Source text Start Marker

The criterion can be specified as a string (e.g., "AIC") or as a user-defined function that takes a fitted model object. Please visit the modelCriterion function documentation for more details on using custom criteria.

differentAsymLag

A logical value indicating whether to allow different lag lengths for positive and negative decompositions.

batch

A string specifying the batch processing configuration in the format "current_batch/total_batches". If a user utilize grid or grid_custom mode and want to split the lag search into multiple batches, this parameter can be used to define the current batch and the total number of batches. For example, "2/5" indicates that the current batch is the second out of a total of five batches. The default value is "1/1", meaning that the entire lag search is performed in a single batch.

...

Additional arguments that can be passed to the function. These arguments can be used to specify other settings or parameters that are not explicitly defined in the main arguments.

Value

A list containing the results of the restricted ECM test, including:

ecm: The estimated ECM model objects including:
- longrunEQ: The estimated long-run model equation object.
- shortrunEQ: The estimated short-run model equation
- ecmL: The estimated long-run model object.
argsInfo: A list of input arguments used for the estimation. It includes the data, formula, maxlag, mode, criterion, differentAsymLag, and batch settings.
extractedInfo: A list containing extracted information from the input data and formula, such as variable names, deterministic terms, asymmetric variables, and the prepared dataset for estimation.

Source text End Marker
Material provided Start Marker

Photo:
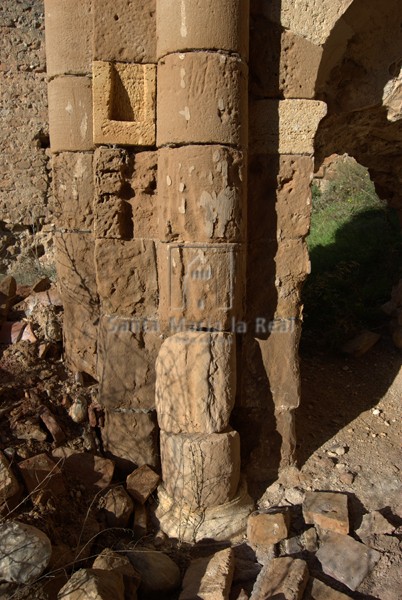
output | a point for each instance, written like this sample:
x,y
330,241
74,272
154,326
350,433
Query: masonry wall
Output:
x,y
25,176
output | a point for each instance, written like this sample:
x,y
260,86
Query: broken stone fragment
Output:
x,y
209,578
93,583
320,591
284,578
9,485
327,510
159,573
42,474
265,529
141,483
118,507
25,552
346,560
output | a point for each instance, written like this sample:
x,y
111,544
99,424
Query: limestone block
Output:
x,y
125,31
281,578
126,276
265,529
201,285
70,113
126,363
194,26
282,63
126,187
312,19
93,583
284,126
202,98
124,103
224,522
196,382
202,194
346,560
130,438
201,470
68,46
328,510
73,190
209,578
76,278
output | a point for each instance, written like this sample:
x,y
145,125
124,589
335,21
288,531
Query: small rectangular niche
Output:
x,y
124,103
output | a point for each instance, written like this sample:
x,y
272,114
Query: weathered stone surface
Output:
x,y
222,26
209,578
267,528
361,344
224,522
73,190
320,591
130,438
126,363
70,113
68,46
41,474
124,103
196,382
373,524
95,472
141,483
131,178
126,275
159,574
346,560
284,126
200,98
202,190
127,33
192,472
25,552
281,578
9,485
95,584
118,507
328,510
282,62
311,19
201,285
76,278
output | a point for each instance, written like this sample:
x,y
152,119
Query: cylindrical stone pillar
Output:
x,y
202,139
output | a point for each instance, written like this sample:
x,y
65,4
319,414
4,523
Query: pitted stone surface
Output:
x,y
198,26
196,382
201,470
201,96
202,191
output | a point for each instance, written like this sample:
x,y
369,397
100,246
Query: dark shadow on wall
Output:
x,y
253,415
353,278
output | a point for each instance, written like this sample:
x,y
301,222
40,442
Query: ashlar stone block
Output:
x,y
195,26
284,126
126,276
201,470
202,194
70,113
124,103
202,98
196,382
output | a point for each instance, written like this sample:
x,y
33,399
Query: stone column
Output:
x,y
284,118
202,140
69,67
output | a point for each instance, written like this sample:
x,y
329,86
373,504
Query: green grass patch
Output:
x,y
355,247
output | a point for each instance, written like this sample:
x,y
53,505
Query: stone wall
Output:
x,y
25,177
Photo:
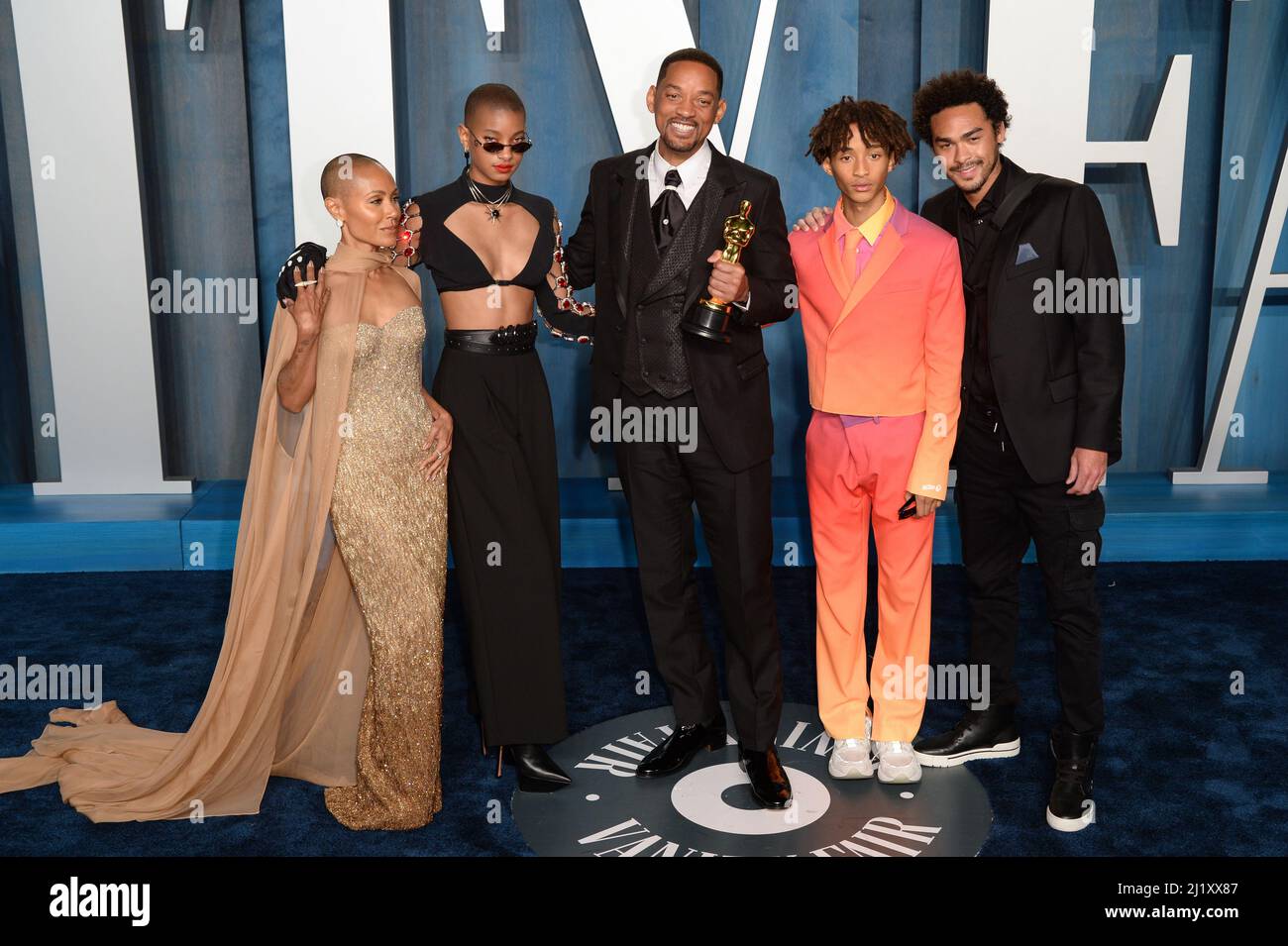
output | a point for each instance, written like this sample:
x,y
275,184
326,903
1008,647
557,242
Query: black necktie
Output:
x,y
669,211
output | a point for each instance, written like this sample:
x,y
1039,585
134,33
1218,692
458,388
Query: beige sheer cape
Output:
x,y
286,693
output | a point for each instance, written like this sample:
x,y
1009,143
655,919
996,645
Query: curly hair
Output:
x,y
958,88
879,125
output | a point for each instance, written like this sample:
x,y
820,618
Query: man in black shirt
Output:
x,y
1041,421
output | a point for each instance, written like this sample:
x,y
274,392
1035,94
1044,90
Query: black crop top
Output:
x,y
456,267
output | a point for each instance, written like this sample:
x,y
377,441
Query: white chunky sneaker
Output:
x,y
897,762
851,758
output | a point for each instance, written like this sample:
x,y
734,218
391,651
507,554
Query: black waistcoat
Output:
x,y
658,283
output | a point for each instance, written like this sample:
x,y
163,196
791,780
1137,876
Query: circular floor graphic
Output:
x,y
707,809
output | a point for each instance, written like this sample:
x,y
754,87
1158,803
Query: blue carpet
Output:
x,y
1185,766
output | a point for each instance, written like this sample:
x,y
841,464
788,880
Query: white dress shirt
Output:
x,y
694,175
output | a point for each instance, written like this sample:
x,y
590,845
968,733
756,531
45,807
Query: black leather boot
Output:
x,y
535,769
982,734
678,749
1070,807
769,784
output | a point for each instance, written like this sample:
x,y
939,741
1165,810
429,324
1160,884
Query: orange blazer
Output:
x,y
892,343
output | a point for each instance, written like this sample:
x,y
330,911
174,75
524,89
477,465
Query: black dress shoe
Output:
x,y
1070,807
769,784
982,734
678,749
536,770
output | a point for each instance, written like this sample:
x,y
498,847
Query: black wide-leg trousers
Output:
x,y
502,521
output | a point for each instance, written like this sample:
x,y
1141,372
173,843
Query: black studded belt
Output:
x,y
506,340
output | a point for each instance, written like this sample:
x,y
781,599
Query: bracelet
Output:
x,y
567,302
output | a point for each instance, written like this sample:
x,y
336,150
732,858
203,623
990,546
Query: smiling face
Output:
x,y
368,203
684,104
966,142
493,124
859,168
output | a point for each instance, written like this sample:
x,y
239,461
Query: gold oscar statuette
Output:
x,y
709,318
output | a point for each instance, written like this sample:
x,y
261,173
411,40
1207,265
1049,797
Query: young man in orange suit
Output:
x,y
884,321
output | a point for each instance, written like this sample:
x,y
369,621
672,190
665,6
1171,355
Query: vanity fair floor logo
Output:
x,y
707,809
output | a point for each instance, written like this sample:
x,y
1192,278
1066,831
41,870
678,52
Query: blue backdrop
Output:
x,y
217,183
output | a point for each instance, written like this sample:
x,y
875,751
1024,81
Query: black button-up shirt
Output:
x,y
970,231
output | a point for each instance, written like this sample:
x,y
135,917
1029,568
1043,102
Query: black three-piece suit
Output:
x,y
644,360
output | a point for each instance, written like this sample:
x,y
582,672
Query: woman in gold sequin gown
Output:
x,y
389,517
331,663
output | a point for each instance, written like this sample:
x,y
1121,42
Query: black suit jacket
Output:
x,y
730,382
1059,377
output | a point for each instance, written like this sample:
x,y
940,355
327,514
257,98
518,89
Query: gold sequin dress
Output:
x,y
390,527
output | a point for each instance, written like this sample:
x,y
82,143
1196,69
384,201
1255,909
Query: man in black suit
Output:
x,y
1042,382
649,240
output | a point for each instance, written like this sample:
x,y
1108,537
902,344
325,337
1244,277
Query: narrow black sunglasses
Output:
x,y
497,147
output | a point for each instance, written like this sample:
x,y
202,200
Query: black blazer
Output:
x,y
730,382
1059,377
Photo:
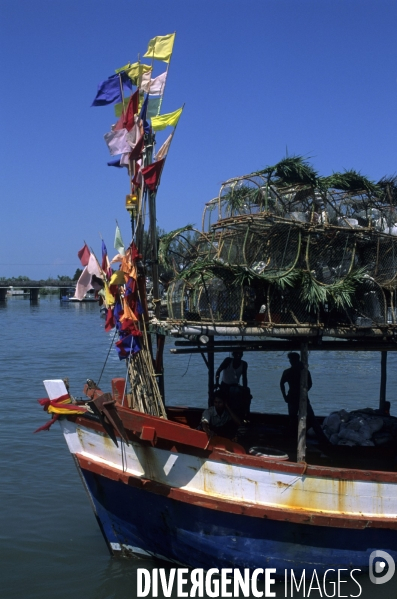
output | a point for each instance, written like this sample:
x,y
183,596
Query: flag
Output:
x,y
138,149
118,108
152,173
145,81
166,120
117,142
160,47
136,70
84,283
126,345
155,86
105,261
153,107
84,255
109,91
137,180
118,242
134,135
109,322
126,120
143,115
120,161
163,151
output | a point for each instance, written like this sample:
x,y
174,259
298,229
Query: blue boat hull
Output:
x,y
205,538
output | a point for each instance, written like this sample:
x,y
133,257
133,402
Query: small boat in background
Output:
x,y
67,295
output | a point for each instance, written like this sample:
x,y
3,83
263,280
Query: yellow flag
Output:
x,y
160,47
166,120
124,68
137,69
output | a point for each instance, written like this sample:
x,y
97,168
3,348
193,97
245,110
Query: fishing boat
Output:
x,y
286,260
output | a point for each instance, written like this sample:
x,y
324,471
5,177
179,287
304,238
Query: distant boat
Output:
x,y
67,295
17,292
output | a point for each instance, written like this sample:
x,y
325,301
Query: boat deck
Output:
x,y
271,431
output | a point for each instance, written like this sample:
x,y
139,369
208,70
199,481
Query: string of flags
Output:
x,y
137,95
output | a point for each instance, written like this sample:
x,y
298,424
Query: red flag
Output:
x,y
152,173
84,255
126,121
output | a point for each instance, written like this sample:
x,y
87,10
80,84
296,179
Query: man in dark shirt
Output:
x,y
292,376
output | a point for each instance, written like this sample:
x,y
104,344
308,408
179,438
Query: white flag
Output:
x,y
145,80
117,142
84,283
118,242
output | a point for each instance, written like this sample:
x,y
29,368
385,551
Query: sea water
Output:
x,y
50,544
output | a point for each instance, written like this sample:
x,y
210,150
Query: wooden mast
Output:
x,y
383,380
301,449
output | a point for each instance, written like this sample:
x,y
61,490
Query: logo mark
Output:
x,y
382,559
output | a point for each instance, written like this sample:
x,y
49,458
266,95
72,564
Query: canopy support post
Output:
x,y
211,370
383,379
301,449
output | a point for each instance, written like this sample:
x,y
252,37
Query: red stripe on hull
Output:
x,y
186,440
256,511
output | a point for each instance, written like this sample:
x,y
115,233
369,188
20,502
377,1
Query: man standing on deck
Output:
x,y
292,376
233,369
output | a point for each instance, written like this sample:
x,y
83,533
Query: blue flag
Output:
x,y
109,91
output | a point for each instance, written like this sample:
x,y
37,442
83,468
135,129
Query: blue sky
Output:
x,y
259,78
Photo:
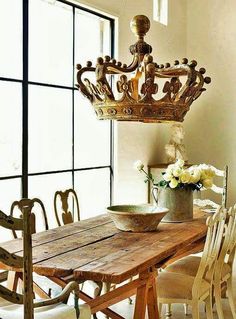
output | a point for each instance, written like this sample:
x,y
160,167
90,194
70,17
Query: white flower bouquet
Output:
x,y
177,176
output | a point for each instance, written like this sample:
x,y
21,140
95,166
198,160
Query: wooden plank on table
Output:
x,y
117,258
50,235
75,241
58,266
120,266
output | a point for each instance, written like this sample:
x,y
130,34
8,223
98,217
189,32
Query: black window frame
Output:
x,y
25,107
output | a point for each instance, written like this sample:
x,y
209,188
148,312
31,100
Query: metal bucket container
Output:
x,y
179,202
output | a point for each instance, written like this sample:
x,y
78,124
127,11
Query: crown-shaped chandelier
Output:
x,y
139,97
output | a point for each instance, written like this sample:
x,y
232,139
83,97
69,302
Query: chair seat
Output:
x,y
177,286
189,266
13,311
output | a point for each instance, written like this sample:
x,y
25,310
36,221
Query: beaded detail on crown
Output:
x,y
143,91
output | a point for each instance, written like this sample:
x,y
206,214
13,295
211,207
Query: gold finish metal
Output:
x,y
140,97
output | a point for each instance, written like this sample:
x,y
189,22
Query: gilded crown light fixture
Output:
x,y
140,97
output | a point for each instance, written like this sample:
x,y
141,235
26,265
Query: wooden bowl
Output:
x,y
136,218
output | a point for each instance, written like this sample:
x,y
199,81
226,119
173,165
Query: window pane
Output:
x,y
10,190
93,189
10,128
50,129
11,38
44,187
97,30
92,137
51,42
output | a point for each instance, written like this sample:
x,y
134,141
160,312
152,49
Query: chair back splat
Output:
x,y
24,225
38,207
211,250
67,213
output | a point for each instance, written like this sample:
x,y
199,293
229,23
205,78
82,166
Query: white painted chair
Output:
x,y
224,266
209,205
16,306
173,287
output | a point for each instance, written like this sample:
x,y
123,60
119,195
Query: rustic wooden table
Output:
x,y
94,249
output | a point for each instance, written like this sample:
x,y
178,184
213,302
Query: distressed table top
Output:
x,y
94,249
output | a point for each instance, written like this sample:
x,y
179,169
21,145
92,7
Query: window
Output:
x,y
160,11
49,137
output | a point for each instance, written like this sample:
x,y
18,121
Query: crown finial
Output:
x,y
140,25
137,95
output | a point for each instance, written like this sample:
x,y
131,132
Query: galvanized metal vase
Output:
x,y
179,202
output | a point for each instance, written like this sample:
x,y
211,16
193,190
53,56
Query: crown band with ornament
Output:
x,y
138,102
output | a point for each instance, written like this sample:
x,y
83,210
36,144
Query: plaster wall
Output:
x,y
211,124
137,140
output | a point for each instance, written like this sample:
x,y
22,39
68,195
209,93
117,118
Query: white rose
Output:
x,y
167,177
207,183
195,176
185,177
177,171
180,163
138,165
170,168
173,183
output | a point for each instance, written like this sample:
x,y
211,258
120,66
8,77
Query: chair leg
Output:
x,y
230,296
160,308
218,300
185,309
209,310
195,310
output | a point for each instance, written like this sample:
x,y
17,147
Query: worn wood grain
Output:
x,y
94,249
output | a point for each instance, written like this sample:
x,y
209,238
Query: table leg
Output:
x,y
12,280
153,311
141,302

Material provided End Marker

Exercise details:
Rewrite the paragraph in the documentation above that begins "A string specifying the batch processing configuration" as a brief bulleted list that keeps its main facts.

Task output:
- A string that sets the batch processing configuration in the format "current_batch/total_batches".
- Used in grid or grid_custom mode to split the lag search into multiple batches, defining the current batch and the total number of batches.
- Example: "2/5" means the current batch is the second of five.
- Default is "1/1", so the entire lag search runs in a single batch.